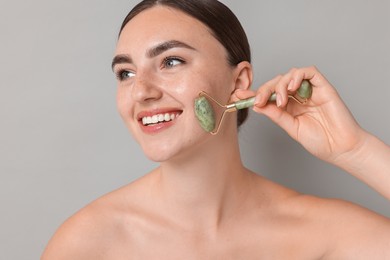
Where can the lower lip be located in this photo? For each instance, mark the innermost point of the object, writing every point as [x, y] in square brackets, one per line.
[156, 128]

* * *

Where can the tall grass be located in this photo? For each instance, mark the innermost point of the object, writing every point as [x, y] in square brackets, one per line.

--

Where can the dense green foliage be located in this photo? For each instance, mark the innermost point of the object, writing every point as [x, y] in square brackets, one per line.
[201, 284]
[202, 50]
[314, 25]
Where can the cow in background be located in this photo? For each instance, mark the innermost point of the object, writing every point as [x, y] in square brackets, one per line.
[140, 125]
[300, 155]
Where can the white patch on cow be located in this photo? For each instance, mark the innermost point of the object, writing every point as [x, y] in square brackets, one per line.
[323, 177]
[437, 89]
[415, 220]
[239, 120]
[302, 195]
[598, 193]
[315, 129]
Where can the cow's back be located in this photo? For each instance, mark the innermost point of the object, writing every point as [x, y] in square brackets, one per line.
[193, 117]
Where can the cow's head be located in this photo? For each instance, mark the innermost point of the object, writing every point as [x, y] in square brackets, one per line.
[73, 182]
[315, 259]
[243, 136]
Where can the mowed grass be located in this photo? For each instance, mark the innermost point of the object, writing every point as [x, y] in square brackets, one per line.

WORK ITEM:
In the entries above, identify every line with the word "grass". Copy those lines.

RESULT:
Where can the tall grass be located in this photo? For each instance, mark the innermost point of the object, writing every point as [x, y] in square brackets, one per line.
Where can the mowed grass be located in this photo? For each instance, mark the innermost point of the object, writing every point as [x, y] in square brackets, one per line.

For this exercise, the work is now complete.